* _Point-based annotation data_
========================================================================

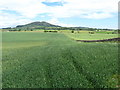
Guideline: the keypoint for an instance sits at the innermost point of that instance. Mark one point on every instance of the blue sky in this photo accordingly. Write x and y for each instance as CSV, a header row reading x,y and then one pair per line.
x,y
85,13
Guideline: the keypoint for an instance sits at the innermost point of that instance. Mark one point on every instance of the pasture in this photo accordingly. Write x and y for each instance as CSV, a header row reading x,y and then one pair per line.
x,y
54,60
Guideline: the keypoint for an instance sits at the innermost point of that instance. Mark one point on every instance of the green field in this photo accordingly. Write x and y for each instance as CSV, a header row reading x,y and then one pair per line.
x,y
54,60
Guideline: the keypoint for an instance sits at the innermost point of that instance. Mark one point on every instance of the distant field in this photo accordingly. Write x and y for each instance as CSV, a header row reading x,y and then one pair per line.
x,y
46,60
87,36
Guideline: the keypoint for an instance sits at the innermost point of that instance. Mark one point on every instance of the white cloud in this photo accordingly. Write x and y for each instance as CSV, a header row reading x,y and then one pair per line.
x,y
8,20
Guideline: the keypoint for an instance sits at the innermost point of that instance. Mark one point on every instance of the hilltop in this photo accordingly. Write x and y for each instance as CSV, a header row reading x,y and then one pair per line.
x,y
38,24
46,26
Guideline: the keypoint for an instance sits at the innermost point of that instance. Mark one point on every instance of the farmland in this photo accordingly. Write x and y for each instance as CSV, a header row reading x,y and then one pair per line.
x,y
55,60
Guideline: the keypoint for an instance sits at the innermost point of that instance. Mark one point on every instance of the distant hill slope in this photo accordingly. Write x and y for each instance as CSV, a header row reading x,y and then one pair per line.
x,y
38,24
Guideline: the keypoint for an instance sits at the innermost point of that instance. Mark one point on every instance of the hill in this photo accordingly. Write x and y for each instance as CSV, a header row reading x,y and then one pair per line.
x,y
38,24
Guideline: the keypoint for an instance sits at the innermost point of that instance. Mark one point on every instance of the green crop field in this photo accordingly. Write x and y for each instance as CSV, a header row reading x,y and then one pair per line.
x,y
87,36
54,60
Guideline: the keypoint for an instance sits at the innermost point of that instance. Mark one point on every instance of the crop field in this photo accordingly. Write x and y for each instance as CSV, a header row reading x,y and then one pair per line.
x,y
87,36
54,60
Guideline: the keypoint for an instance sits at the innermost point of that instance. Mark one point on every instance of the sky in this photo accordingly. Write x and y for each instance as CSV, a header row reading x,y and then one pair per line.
x,y
69,13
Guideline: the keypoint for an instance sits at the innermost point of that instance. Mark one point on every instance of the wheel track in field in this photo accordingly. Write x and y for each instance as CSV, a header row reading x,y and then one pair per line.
x,y
79,68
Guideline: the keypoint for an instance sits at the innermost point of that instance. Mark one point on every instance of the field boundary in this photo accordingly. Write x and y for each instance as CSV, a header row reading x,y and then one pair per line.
x,y
104,40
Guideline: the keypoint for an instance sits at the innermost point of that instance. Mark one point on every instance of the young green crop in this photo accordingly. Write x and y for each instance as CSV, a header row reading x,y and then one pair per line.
x,y
53,60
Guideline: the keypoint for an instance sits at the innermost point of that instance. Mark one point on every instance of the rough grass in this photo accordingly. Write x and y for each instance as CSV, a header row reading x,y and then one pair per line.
x,y
61,62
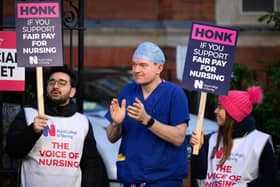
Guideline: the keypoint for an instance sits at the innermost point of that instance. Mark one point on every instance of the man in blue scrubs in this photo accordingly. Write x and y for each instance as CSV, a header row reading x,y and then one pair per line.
x,y
151,116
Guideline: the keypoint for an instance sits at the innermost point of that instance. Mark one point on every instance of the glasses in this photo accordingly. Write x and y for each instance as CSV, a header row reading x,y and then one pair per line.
x,y
60,82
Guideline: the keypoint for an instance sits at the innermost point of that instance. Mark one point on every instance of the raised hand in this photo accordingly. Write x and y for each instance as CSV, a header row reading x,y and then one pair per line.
x,y
137,111
117,112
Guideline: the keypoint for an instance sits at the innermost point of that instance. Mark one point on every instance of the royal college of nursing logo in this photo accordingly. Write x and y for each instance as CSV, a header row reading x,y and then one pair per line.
x,y
49,130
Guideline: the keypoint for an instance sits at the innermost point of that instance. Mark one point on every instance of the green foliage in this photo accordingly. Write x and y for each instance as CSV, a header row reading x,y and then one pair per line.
x,y
271,17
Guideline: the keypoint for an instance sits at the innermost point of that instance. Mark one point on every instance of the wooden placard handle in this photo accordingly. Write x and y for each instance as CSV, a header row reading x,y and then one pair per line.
x,y
201,110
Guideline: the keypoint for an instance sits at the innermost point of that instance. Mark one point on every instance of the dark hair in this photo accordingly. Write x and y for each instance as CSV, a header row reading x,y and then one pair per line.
x,y
64,69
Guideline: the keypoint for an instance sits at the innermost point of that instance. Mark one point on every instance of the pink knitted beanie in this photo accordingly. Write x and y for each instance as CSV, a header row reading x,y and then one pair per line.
x,y
238,104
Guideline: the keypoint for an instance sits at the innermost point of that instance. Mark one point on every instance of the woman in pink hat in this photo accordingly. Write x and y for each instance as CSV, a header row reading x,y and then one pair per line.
x,y
238,154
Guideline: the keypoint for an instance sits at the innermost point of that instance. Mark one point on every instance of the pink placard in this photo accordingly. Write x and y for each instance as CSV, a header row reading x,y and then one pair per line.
x,y
214,34
37,10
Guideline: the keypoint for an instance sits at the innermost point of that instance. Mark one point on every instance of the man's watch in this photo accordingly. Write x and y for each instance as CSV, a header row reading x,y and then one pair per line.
x,y
150,122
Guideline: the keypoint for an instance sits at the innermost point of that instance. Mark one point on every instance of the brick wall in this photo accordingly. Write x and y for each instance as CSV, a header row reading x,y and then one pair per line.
x,y
121,56
203,10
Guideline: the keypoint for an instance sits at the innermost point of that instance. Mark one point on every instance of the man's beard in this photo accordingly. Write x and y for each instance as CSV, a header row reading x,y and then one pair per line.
x,y
60,101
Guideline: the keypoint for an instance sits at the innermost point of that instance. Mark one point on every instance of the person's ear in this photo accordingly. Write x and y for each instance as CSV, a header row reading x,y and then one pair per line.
x,y
72,92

========================================================================

* _INSTRUCTIONS TO FOLLOW_
Find the line with "the man's beard" in the listing above, then write out that line and each remaining line exactly, with no other text.

* _TASK ANSWER_
Guideline: the keypoint for an instance sits at the innermost point of that instance. Mark one point on every instance of the man's beard in this photo accordingly. Write x and y for each instance as CSV, a header row reading x,y and then one pair per line.
x,y
60,101
Guideline: the keypoint for an instance sits at the innermost point of that instance. Mark one point on every instance of the person's ear in this photo accordingly. Write x and y for each instance as CSV, a header row reading x,y and then one pair per line.
x,y
72,92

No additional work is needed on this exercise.